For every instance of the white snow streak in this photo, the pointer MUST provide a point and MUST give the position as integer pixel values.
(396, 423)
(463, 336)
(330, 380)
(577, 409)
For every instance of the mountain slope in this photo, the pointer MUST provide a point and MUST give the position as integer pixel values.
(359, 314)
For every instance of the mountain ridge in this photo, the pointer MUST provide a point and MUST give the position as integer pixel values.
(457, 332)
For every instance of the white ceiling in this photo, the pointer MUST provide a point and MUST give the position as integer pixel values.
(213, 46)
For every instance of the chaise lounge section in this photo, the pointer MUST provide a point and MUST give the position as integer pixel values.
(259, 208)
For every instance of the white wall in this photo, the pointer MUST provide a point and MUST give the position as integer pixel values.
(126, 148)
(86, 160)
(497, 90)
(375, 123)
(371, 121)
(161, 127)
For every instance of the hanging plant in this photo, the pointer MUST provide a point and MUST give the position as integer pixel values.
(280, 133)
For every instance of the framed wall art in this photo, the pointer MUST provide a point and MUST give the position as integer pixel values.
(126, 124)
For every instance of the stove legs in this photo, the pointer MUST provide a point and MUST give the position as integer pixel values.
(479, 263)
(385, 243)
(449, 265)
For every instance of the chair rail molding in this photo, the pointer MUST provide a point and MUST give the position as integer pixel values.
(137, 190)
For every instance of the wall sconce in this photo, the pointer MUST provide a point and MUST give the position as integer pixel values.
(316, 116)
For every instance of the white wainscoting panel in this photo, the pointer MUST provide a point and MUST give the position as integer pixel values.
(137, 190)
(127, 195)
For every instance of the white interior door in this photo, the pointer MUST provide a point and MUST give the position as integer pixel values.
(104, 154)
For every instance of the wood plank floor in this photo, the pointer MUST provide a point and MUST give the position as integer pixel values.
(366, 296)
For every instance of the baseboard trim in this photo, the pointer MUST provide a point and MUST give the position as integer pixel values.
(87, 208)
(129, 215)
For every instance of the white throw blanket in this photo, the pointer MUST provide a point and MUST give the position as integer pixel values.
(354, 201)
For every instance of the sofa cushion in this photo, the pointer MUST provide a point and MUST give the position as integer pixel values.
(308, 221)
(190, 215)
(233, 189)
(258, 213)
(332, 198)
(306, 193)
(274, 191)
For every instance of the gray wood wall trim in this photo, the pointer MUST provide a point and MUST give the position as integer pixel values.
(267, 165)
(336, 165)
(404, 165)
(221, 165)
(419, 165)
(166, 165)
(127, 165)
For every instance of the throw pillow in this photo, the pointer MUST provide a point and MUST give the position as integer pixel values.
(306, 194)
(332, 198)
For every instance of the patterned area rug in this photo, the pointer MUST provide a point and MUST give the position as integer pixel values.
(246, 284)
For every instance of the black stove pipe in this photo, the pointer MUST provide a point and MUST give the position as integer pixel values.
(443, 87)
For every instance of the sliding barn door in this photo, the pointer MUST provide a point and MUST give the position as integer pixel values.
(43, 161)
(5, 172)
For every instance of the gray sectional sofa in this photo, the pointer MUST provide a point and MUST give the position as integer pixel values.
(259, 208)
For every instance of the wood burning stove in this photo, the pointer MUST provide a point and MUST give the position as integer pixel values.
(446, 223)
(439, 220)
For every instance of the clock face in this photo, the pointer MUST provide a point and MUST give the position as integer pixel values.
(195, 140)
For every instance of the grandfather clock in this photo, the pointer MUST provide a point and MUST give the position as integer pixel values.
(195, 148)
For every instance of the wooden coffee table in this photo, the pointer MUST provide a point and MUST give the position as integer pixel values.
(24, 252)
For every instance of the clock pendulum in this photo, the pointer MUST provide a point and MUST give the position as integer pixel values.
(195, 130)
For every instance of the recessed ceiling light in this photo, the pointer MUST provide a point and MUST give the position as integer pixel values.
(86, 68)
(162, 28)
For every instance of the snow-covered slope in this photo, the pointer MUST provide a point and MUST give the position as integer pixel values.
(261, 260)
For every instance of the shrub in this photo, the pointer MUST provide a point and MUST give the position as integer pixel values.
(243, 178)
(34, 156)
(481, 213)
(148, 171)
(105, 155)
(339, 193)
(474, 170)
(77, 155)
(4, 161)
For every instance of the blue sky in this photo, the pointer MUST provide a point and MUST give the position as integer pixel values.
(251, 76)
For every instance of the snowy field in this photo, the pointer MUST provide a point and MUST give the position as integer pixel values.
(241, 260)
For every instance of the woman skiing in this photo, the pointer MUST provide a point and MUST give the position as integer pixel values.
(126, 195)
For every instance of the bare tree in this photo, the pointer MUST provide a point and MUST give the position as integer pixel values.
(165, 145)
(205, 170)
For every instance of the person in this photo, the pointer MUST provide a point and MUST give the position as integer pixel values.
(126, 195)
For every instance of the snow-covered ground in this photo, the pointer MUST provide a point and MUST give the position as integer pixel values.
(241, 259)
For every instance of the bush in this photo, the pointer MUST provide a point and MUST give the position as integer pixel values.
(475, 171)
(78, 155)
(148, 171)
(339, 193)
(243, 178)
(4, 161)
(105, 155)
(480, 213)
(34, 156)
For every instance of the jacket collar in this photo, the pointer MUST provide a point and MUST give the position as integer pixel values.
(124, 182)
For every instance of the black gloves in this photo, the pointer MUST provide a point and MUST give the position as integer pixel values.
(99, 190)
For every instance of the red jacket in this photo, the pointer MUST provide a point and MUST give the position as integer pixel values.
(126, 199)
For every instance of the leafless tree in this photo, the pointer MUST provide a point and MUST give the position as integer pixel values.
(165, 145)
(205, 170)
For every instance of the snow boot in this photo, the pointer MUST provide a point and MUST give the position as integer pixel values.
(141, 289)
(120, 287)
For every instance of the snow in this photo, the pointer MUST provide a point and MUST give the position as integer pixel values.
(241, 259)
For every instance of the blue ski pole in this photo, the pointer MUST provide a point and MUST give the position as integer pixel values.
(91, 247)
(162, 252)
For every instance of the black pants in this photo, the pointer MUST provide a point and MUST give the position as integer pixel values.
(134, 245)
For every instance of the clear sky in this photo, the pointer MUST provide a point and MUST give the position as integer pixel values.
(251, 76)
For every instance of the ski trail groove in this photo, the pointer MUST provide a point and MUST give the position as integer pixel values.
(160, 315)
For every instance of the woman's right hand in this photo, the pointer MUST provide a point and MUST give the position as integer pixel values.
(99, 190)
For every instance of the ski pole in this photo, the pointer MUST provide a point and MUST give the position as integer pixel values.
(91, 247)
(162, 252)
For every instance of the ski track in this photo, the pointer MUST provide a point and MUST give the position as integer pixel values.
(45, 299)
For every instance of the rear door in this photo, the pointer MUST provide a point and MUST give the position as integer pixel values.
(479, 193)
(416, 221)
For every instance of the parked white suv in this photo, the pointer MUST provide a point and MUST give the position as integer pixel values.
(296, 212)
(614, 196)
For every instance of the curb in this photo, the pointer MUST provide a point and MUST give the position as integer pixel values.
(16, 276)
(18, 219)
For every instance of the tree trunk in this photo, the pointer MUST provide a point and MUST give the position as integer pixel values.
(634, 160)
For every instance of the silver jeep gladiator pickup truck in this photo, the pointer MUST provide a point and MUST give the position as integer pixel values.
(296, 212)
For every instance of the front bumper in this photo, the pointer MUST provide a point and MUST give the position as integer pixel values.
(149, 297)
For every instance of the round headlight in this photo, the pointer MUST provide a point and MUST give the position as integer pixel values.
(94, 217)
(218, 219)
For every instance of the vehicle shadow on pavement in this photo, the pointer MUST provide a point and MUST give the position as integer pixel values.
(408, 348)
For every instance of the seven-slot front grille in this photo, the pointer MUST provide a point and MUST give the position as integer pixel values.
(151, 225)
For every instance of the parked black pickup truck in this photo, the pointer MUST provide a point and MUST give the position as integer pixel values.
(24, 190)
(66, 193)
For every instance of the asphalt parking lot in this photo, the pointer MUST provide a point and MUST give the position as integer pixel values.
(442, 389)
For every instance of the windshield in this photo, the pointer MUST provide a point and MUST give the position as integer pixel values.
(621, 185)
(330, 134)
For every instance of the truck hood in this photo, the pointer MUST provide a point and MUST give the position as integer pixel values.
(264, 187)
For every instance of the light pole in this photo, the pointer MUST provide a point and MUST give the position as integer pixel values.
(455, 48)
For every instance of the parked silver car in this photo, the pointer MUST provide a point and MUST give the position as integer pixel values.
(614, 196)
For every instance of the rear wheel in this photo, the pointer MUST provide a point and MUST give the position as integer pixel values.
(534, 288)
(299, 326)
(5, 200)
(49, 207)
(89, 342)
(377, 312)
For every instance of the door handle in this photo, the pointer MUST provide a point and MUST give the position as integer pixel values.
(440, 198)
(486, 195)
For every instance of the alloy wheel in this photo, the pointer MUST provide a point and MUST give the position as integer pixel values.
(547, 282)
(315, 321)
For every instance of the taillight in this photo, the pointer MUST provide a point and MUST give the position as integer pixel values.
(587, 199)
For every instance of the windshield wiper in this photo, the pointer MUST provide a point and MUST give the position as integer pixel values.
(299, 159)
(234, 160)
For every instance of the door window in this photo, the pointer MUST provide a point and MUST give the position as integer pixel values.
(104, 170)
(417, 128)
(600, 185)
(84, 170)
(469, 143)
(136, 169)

_Short exercise_: Could you write out again every line from the one containing "For every instance of the alloy" through the end of the rows, keeping the text lines as they are but shifting every coordinate in the point lines by -36?

_Solution below_:
For every instance of the alloy wheel in this photo, the pointer MUST provide a point and MUST give the position as integer pixel values.
(511, 246)
(279, 285)
For every instance of the taillight in this photo, the pointer MUST provide a point and MUST give the position as integer pixel values.
(551, 163)
For every instance of the windshield wiper in this photo, the pointer MUST provide a point and MUST give the position as integer pixel values.
(263, 123)
(198, 124)
For every instance of the door window in this photo, the pointer MUST provide a point and MUST give the position as integer pixel values.
(68, 134)
(381, 92)
(564, 149)
(48, 134)
(433, 107)
(100, 133)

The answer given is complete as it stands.